## Records
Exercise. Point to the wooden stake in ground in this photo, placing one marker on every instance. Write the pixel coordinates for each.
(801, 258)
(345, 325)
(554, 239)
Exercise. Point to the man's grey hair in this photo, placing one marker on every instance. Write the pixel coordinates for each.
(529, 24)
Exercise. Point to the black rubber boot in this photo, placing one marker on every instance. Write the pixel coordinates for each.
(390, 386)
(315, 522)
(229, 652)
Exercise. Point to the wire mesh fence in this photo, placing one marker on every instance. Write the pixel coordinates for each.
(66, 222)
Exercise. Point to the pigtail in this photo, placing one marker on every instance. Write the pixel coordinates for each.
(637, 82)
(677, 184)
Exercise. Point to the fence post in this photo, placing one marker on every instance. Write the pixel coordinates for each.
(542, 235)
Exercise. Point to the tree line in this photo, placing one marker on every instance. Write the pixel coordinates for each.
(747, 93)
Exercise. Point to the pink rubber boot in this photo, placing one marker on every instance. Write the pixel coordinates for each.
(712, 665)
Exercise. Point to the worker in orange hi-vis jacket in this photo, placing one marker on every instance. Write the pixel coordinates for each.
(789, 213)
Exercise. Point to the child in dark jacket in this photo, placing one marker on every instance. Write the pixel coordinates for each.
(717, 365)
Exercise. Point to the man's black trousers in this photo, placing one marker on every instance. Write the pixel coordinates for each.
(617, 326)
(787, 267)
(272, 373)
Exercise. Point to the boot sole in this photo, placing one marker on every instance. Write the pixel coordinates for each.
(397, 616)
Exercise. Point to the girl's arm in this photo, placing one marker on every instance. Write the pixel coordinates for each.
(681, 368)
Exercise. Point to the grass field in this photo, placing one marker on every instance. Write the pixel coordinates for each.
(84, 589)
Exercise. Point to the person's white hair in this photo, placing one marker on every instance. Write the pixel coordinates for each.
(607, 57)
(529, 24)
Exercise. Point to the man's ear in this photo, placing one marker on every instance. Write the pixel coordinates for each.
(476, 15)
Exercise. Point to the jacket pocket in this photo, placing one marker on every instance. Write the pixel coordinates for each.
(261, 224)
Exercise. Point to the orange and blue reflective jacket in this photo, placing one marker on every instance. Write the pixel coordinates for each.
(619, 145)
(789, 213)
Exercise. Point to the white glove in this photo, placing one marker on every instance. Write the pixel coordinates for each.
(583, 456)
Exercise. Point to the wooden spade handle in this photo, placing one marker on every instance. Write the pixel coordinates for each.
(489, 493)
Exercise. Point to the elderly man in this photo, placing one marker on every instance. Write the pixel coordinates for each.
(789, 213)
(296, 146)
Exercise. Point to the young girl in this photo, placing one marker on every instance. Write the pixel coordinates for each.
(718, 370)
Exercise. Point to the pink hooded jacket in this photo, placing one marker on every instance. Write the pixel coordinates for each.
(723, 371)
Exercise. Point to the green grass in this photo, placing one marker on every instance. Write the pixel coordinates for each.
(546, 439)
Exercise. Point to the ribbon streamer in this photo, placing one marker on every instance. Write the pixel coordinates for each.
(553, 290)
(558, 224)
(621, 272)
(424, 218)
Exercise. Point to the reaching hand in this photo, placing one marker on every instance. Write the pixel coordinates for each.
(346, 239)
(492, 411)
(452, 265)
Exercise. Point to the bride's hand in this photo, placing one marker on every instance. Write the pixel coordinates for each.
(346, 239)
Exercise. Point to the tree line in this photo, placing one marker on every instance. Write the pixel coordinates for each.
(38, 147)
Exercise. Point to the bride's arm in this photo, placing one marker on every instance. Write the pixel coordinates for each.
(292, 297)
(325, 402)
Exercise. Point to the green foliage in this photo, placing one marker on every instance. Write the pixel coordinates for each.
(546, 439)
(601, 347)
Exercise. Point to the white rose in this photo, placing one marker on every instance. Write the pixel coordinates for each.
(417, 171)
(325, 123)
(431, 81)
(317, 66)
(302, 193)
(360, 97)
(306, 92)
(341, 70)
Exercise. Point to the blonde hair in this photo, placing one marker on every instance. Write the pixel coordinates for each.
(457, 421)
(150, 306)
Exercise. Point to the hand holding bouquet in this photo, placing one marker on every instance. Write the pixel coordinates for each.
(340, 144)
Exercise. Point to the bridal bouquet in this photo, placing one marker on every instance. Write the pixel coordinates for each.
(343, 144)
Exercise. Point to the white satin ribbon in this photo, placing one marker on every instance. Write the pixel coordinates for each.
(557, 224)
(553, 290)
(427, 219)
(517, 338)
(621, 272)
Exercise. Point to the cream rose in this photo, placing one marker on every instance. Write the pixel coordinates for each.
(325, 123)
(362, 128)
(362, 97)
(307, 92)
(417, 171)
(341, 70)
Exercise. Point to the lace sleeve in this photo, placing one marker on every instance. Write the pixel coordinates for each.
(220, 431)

## About this task
Copy out the full set of records precisely, leaving nothing out.

## Solution below
Exercise. Point to the wooden stake in ground in this photo, placing one marker on every instance. Write the pixel coordinates for each.
(801, 258)
(345, 325)
(554, 239)
Exercise. Point to the man's grey hair in this photo, placing one marker on every instance. Write the pixel coordinates for each.
(529, 24)
Exercise. Point to the black rubber boot in this photo, placing one marker on every instance. Write the pixel coordinates for each.
(390, 386)
(315, 522)
(229, 652)
Exercise. Point to the wire mesh fence in this photo, placing one marker on every instance. Write the pixel coordinates for each.
(66, 222)
Exercise. Point to the pigtail in this photo, placing one marker on every instance. Write the pixel coordinates for each.
(637, 82)
(677, 184)
Exercise. Point to the fence post in this photo, placing one marker on every instance. Write the pixel coordinates for each.
(542, 235)
Exercise. Point to the tree line in this photo, placing one marker on every instance. Write the pixel coordinates for each.
(747, 93)
Exercise. Point to the pink rubber boot in this photo, placing one marker on every instance. Write the pixel coordinates for each.
(712, 665)
Exercise. Point to the worker in orange hi-vis jacket in this photo, placing one marker on every instance. Write the pixel coordinates for each.
(789, 213)
Exercise. Point to the child in dark jacket in this photo, placing one marker on every instance. Write the pixel coordinates for each.
(717, 365)
Exercise. Point to the man's black trousers in this photo, placing one marker on every instance. Write the pixel coordinates for each.
(617, 326)
(787, 267)
(272, 373)
Exercise. Point to the boot sole in this photo, placing one marker on every instance. Write the pixel coordinates for each.
(397, 616)
Exercise. Point to the girl's arm in this photo, placing one marker on every instance. Write the pixel coordinates for each.
(681, 368)
Exercise. Point to the grass field in this photo, placing one marker on every instance. Write the pixel coordinates for each.
(84, 589)
Exercise. Point to the person's white hair in this photo, placing one marker on every instance. Write the pixel coordinates for each.
(607, 57)
(529, 24)
Exercise. Point to the man's ear in this photo, placing one marker on every instance. Write the pixel coordinates for each.
(476, 15)
Exercise. Point to the jacket pocket in this photo, placing one marker on every instance. Write the pixel coordinates for each.
(261, 224)
Exercise. Point to the orange and blue reflective jacket in this photo, placing one marker on every instance. Write the pixel coordinates for each.
(619, 145)
(789, 213)
Exercise. Point to the white glove in this photo, placing one marker on every instance. Write the pixel coordinates for each.
(583, 456)
Exercise. Point to the wooden spade handle in this photo, placing one marker on every instance. Write the pixel coordinates for each.
(489, 493)
Exercise. Point to the elderly man in this photo, placing one marker on every instance. Write the pixel coordinates for each.
(789, 213)
(296, 146)
Exercise. Point to the young girl in this photo, placing one marker on every instance. Write the pixel coordinates for each.
(718, 370)
Exercise. Point to the pink hooded jacket in this photo, placing one marker on every instance. Write the pixel coordinates for each.
(723, 371)
Exercise. Point to the green grass in this photo, placing one marker on every instance. Write the pixel coordinates for each.
(546, 439)
Exercise. Point to the ribbon streamer in this photo, placing one marker on every instance. Write the pixel coordinates for each.
(553, 290)
(558, 224)
(621, 272)
(424, 218)
Exercise. Point to the reaching hand in this photo, placing one marker on every instance. Write the pixel coordinates for each.
(346, 239)
(492, 411)
(452, 265)
Exercise. Point to the bride's hand in this photo, placing one marker on every instance. Write the pixel coordinates for each.
(346, 239)
Exercise. Point to the tree line in this photo, placing one marker on every instance. Write the pixel coordinates for each.
(38, 147)
Exercise. Point to the bride's arm in this photo, placing one marker on every instance. Write the pixel coordinates for each.
(292, 297)
(325, 402)
Exercise. Point to the green foliage in this photo, placing one marker on every instance. Write the pixel coordinates for each.
(546, 439)
(601, 347)
Exercise. Point to the white rose in this photo, placing one marker on every instance. Write the pixel coordinates for each.
(417, 171)
(325, 123)
(431, 81)
(317, 66)
(302, 193)
(360, 97)
(306, 92)
(341, 70)
Exercise. Point to the blonde hair in this photo, placing one marker on every instance. Write the pixel coordinates for each.
(457, 421)
(150, 306)
Exercise. Point to the hand holding bouquet in this photo, placing one marker on every instance. Write the pixel coordinates for each.
(340, 144)
Exercise. Point to the bridal bouquet in this photo, placing one marker on every instance. Write the pixel coordinates for each.
(343, 144)
Exercise. Point to the white satin ribbon in this photo, placing one marker on every instance. Write the pixel coordinates for each.
(557, 224)
(553, 290)
(427, 219)
(517, 338)
(621, 272)
Exercise. Point to the cream rose in this photo, placing one marker on every instance. Write the pixel coordinates for each.
(325, 123)
(362, 128)
(362, 97)
(307, 92)
(417, 171)
(341, 70)
Exercise. Point to the lace sleeve in this photo, placing one marker on every instance. Write the pixel coordinates for each.
(220, 431)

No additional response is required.